__Text section__:
Last year, I noticed that my brakes weren't working as well as they used to, so I figured it was time to take them into be fixed. It was only upon getting the car back that I realized just how bad they were, that little by little there wasn't much that would give me the ability to protect myself and my family if I had to stop suddenly.

I'm really glad that your marriage was able to survive and come out the other side of a very toxic influence. Many don't make it through such an ordeal.


----------



## sh987

Update:

I had told my mother that I would help her by taking her to appointments, and she immediately responded by doing what she has always done: trying to get more and more out of me. She would want me to come in and take notes, to make stops (far out of the way) on the way back to her place, etc, etc, etc. Each time it came up, I told her a version of "This is what I said I can do for you, and this is what I will do for you." because I knew that, no matter what I do, it's never enough, and she will push the boundaries further and further.

After a few months of this, she called me to tell me that she had been talking to my brother, and that they both agreed that I hadn't been there for her at all, hadn't been properly supportive, and (after thinking about it for about 30 minutes) she decided to move ~1,300 km back to where he lives. She hates it there, btw... I told her that if she thinks that the best move for her, that's what she should do, and she was about 0% impressed with that answer. I'm fairly sure that it was an attempt on her part to scare/guilt me into promising more so long as she didn't move, but there was no way I was going to do that.

She packed and left the city she loved and moved to one she hated, because my brother promised to drive her anywhere she wanted and do whatever she needed, and for the first few months, everything went according to that plan. But, here's the thing: her cancer never grew and she never got sick. In a few months, if the next scan is good, the oncologist will declare her cancer-free. My brother moved her in across the street from he and his wife, and from what I can tell, she firmly attached herself to them. The guilt or goodwill or whatever it was has worn off, and they're quite tired of her. I'm sure they thought they could put up with her antics since she would be dying, but now that she's clearly not ill, they're sick to death of it all.

So, she called me to tell me that she's tired of being treated so poorly, and that she's moving to another part of town, where they won't see her much more. I just told her to have a good move and not to tell me about her conversations with my brother.

She hung up.

I love her, but quite often I don't like her, and I used to feel really guilty about.


----------



## OnTheFly

What happened to her new husband....did I miss something?


----------



## Blondilocks

OnTheFly said:


> What happened to her new husband....did I miss something?


My guess is he got the hell out of Dodge at first light.


----------



## Adelais

sh987 said:


> Update:
> 
> I had told my mother that I would help her by taking her to appointments, and she immediately responded by doing what she has always done: trying to get more and more out of me. She would want me to come in and take notes, to make stops (far out of the way) on the way back to her place, etc, etc, etc. Each time it came up, I told her a version of "This is what I said I can do for you, and this is what I will do for you." because I knew that, no matter what I do, it's never enough, and she will push the boundaries further and further.

__Provided material__:
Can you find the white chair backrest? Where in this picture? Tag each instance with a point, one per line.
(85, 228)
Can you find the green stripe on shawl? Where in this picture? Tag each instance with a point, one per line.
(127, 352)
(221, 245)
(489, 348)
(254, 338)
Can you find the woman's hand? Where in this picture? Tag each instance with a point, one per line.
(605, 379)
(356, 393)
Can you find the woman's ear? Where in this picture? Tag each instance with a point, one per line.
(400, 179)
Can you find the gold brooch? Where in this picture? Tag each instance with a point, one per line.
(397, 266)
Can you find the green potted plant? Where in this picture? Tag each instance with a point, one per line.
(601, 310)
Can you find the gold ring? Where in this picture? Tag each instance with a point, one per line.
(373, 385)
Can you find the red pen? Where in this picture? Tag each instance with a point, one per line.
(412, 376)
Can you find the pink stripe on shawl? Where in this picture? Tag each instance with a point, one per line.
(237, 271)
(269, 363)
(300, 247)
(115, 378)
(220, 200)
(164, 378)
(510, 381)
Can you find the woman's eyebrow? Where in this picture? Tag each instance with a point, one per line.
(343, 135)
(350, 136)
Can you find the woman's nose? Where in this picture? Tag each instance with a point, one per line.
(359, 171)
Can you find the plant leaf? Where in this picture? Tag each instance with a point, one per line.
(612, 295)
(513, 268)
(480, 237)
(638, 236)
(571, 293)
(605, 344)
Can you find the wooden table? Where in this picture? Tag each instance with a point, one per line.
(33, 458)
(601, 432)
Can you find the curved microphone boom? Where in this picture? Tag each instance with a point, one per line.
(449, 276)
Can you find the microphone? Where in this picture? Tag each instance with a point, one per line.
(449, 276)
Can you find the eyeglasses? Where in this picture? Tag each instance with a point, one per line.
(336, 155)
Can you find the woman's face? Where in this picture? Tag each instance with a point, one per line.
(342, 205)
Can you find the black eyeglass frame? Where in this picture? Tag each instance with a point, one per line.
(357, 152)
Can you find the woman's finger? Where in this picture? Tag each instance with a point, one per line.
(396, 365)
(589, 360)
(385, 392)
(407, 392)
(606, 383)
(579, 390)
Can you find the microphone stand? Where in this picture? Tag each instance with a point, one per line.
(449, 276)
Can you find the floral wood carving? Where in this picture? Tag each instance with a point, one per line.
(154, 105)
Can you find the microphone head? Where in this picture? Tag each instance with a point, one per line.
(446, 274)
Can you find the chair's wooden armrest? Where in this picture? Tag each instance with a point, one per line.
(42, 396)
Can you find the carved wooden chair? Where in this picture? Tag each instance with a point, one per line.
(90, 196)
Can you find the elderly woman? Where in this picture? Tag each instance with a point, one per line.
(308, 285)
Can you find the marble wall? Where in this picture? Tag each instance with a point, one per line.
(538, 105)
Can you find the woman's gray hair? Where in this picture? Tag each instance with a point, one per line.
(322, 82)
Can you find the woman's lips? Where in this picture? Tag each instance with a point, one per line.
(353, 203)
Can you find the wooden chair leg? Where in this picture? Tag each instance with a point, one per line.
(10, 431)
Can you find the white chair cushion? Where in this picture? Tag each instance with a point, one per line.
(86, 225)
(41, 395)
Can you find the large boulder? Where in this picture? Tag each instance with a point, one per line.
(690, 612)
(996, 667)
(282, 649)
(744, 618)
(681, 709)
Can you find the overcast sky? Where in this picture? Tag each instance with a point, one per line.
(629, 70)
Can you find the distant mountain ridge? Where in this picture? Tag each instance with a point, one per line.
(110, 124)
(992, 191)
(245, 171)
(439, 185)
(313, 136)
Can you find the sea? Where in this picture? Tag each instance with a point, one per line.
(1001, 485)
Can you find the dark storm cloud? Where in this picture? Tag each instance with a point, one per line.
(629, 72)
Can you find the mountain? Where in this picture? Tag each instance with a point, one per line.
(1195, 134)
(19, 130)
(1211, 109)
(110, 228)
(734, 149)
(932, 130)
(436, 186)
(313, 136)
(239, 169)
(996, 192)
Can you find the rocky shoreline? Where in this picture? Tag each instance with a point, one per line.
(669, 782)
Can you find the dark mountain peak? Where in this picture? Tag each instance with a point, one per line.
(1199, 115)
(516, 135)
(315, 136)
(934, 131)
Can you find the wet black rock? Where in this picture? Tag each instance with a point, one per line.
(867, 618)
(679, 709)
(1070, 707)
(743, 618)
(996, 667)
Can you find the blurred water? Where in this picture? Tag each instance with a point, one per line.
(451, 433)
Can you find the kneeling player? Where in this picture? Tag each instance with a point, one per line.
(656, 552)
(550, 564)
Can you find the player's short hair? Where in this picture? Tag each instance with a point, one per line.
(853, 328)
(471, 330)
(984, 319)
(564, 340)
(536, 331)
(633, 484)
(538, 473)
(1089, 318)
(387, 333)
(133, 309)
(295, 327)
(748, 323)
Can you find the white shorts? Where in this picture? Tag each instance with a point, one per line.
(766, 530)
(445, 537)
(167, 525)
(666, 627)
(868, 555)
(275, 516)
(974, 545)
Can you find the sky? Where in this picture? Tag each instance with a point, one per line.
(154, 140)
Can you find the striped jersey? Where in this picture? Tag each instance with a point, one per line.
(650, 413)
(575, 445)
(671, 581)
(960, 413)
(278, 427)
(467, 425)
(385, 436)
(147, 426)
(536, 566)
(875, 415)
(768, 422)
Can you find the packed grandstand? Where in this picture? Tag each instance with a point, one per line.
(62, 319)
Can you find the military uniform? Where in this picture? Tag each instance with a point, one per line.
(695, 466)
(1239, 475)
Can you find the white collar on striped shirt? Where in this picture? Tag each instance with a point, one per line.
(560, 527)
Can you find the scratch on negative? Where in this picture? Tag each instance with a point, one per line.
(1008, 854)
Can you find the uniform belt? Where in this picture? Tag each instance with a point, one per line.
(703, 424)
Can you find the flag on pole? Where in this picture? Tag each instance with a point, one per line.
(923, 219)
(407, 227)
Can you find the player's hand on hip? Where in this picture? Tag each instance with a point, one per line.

__Tasks to complete__:
1 - Rewrite the part of the forum thread about the mother's move that begins with "She packed and" and ends with "death of it all.", replacing "oncologist" with "doctor".
2 - Continue the forum thread about the mother's move from the point where it stops.

__Per-task answers__:
1 -
She packed and left the city she loved and moved to one she hated, because my brother promised to drive her anywhere she wanted and do whatever she needed, and for the first few months, everything went according to that plan. But, here's the thing: her cancer never grew and she never got sick. In a few months, if the next scan is good, the doctor will declare her cancer-free. My brother moved her in across the street from he and his wife, and from what I can tell, she firmly attached herself to them. The guilt or goodwill or whatever it was has worn off, and they're quite tired of her. I'm sure they thought they could put up with her antics since she would be dying, but now that she's clearly not ill, they're sick to death of it all.

2 -
> 
> After a few months of this, she called me to tell me that she had been talking to my brother, and that they both agreed that I hadn't been there for her at all, hadn't been properly supportive, and (after thinking about it for about 30 minutes) she decided to move ~1,300 km back to where he lives. She hates it there, btw... I told her that if she thinks that the best move for her, that's what she should do, and she was about 0% impressed with that answer. I'm fairly sure that it was an attempt on her part to scare/guilt me into promising more so long as she didn't move, but there was no way I was going to do that.
> 
> She packed and left the city she loved and moved to one she hated, because my brother promised to drive her anywhere she wanted and do whatever she needed, and for the first few months, everything went according to that plan. But, here's the thing: her cancer never grew and she never got sick. In a few months, if the next scan is good, the oncologist will declare her cancer-free. My brother moved her in across the street from he and his wife, and from what I can tell, she firmly attached herself to them. The guilt or goodwill or whatever it was has worn off, and they're quite tired of her. I'm sure they thought they could put up with her antics since she would be dying, but now that she's clearly not ill, they're sick to death of it all.
> 
> So, she called me to tell me that she's tired of being treated so poorly, and that she's moving to another part of town, where they won't see her much more. *I just told her to have a good move and not to tell me about her conversations with my brother.*
> 
> She hung up.
> 
> I love her, but quite often I don't like her, and I used to feel really guilty about.


It is excellent that you spoke truth to her without being mean or manipulated.

You have been amazingly consistent with her these last years! I'm sure your wife is grateful that you have shielded the family from your mother's drama.


----------



## talesofthe-twofoldmother

I am sorry to hear about your situation, but sometimes cutting off family ties is the best. 
It sounds to me like your mother is very manipulative and continues to try and poison you with that manipulation and antics. 

I am old fashioned myself... when we grow into adults, move away and marry our family we create with our spouse and children always come first!

You truly did the best thing for you and your family, it sounds like you, of course, have a heart but everyone has a breaking point and you've reached it. 

You are showing your children what a healthy relationship is and how strong a family can be when you put each other first and the best part about that is you can emulate to your children through the years what you never had and what they will always cherish.

When you updated us about her cancer I wondered before I read your last post if she did that as a ploy to pull you back into her fire pit!

So proud of you for seeing through that.

Best of luck to you and yours 
Happy New Year to all.


----------



## sh987

OnTheFly said:


> What happened to her new husband....did I miss something?


You're right, I didn't think to mention him. They're still together, but there are two main issues: he suffered a brain injury, so intellectually, he's a bit behind things now. Other than that, she really controls everything in that house, and creates constant chaos. Basically, he just sits and watches sports all day and keeps his head down.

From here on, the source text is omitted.